Task objective: From the line containing "Target: eroded rock face" to the last line below, retype everything word for word.
[Start of Attachment]
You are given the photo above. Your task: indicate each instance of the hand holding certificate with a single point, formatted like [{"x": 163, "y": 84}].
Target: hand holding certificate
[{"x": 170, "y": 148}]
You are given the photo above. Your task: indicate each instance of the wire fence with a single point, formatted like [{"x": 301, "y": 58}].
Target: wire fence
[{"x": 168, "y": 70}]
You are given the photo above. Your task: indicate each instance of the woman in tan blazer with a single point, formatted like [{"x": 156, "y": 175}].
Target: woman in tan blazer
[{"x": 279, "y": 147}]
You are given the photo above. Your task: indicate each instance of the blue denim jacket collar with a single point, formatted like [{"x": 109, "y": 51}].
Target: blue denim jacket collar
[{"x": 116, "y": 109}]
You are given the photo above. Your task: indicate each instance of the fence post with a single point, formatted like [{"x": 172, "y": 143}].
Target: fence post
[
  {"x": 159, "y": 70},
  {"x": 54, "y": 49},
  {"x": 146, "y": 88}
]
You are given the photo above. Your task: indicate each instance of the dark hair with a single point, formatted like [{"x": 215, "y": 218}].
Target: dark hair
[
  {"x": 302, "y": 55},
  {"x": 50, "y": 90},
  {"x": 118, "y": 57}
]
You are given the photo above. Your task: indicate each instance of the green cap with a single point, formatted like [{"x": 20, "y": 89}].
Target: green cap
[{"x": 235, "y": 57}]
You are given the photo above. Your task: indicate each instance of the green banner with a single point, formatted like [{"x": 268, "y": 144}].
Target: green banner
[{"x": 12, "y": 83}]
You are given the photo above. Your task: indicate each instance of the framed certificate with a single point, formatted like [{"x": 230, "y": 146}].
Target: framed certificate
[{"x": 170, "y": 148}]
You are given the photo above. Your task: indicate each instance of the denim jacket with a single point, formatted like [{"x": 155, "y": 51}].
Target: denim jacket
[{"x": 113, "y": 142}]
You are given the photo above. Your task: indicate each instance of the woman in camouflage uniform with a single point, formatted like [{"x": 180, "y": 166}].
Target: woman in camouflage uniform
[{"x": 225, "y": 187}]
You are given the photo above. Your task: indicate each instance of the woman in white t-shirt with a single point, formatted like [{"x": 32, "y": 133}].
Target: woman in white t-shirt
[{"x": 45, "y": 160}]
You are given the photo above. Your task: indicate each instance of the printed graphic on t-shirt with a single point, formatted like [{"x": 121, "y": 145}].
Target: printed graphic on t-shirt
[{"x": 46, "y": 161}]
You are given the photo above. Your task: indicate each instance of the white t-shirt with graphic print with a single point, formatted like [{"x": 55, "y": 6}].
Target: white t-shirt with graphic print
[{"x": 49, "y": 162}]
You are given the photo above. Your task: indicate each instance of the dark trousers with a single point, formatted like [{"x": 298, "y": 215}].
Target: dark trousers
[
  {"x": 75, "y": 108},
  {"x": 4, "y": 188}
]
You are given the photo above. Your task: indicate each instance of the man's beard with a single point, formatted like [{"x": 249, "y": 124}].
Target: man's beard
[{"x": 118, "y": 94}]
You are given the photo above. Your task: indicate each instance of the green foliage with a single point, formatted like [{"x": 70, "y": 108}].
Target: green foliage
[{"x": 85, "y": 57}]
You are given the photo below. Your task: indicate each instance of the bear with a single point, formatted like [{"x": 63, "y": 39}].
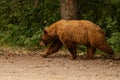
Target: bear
[{"x": 72, "y": 32}]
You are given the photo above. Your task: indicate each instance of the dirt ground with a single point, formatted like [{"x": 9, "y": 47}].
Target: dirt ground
[{"x": 18, "y": 65}]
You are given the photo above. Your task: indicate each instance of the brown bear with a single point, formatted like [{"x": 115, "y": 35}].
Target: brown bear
[{"x": 73, "y": 32}]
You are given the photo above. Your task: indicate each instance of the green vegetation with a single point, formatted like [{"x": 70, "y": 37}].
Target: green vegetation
[{"x": 21, "y": 21}]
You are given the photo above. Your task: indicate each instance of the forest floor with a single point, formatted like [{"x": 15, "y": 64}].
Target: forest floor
[{"x": 29, "y": 65}]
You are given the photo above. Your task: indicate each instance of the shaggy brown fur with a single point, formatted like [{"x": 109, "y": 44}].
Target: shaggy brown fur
[{"x": 72, "y": 32}]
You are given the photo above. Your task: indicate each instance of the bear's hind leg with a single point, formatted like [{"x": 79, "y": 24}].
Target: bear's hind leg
[
  {"x": 90, "y": 52},
  {"x": 72, "y": 48},
  {"x": 55, "y": 46}
]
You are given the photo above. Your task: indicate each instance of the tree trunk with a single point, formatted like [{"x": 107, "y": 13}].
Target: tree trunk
[{"x": 69, "y": 9}]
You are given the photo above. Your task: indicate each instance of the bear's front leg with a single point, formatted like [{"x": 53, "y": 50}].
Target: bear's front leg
[
  {"x": 90, "y": 52},
  {"x": 55, "y": 46}
]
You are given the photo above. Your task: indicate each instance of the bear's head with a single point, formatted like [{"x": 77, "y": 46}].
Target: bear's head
[{"x": 46, "y": 38}]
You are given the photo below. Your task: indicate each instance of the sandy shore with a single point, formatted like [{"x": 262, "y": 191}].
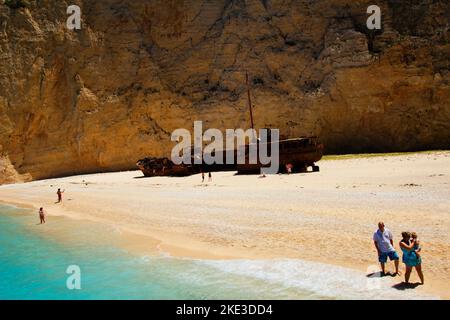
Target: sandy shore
[{"x": 327, "y": 217}]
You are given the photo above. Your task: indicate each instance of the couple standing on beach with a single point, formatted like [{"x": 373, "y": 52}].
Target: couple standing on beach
[{"x": 409, "y": 245}]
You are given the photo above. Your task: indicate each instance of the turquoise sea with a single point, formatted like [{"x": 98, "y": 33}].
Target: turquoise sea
[{"x": 34, "y": 259}]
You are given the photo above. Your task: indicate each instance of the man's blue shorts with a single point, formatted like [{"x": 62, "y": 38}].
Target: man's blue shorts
[{"x": 392, "y": 256}]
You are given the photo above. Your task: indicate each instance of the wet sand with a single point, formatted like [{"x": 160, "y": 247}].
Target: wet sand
[{"x": 326, "y": 217}]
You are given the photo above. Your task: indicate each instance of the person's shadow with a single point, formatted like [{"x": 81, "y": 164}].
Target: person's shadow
[
  {"x": 379, "y": 274},
  {"x": 404, "y": 286}
]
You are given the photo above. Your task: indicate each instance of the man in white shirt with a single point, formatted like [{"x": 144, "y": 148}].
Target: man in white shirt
[{"x": 384, "y": 244}]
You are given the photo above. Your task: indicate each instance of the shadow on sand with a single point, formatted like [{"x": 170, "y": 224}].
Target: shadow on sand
[
  {"x": 380, "y": 274},
  {"x": 404, "y": 286}
]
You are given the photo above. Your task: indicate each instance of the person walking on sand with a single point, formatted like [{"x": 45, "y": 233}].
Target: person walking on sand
[
  {"x": 410, "y": 257},
  {"x": 384, "y": 244},
  {"x": 59, "y": 193},
  {"x": 42, "y": 215}
]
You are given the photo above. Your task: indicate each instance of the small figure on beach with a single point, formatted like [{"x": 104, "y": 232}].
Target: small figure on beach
[
  {"x": 289, "y": 167},
  {"x": 410, "y": 257},
  {"x": 42, "y": 215},
  {"x": 417, "y": 247},
  {"x": 384, "y": 244},
  {"x": 59, "y": 193}
]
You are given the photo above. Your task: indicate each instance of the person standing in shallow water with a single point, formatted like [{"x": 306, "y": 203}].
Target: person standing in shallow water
[
  {"x": 384, "y": 244},
  {"x": 42, "y": 215},
  {"x": 59, "y": 193}
]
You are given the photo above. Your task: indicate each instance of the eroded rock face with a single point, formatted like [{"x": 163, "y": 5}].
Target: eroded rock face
[{"x": 100, "y": 98}]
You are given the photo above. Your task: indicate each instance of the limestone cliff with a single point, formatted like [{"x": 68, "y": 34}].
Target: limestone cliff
[{"x": 102, "y": 97}]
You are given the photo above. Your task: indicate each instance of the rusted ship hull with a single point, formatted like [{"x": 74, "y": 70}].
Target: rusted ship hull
[{"x": 296, "y": 154}]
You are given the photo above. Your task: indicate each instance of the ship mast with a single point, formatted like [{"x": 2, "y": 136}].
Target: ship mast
[{"x": 249, "y": 102}]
[End of Attachment]
Task solution:
Target: eroded rock face
[{"x": 100, "y": 98}]
You are given the photo above. Your task: indicate each instance of the limestone cliff with a single point, formatted like [{"x": 68, "y": 34}].
Target: limestone cliff
[{"x": 102, "y": 97}]
You are given the photo above. Your task: indicate each instance of the rusted ship hull with a single point, formatted like [{"x": 74, "y": 70}].
Target: rusted ship hull
[{"x": 296, "y": 154}]
You are given the photo above. Your task: indicate each instance of the ship mast with a single point, formatted like [{"x": 2, "y": 136}].
Target: ship mast
[{"x": 249, "y": 102}]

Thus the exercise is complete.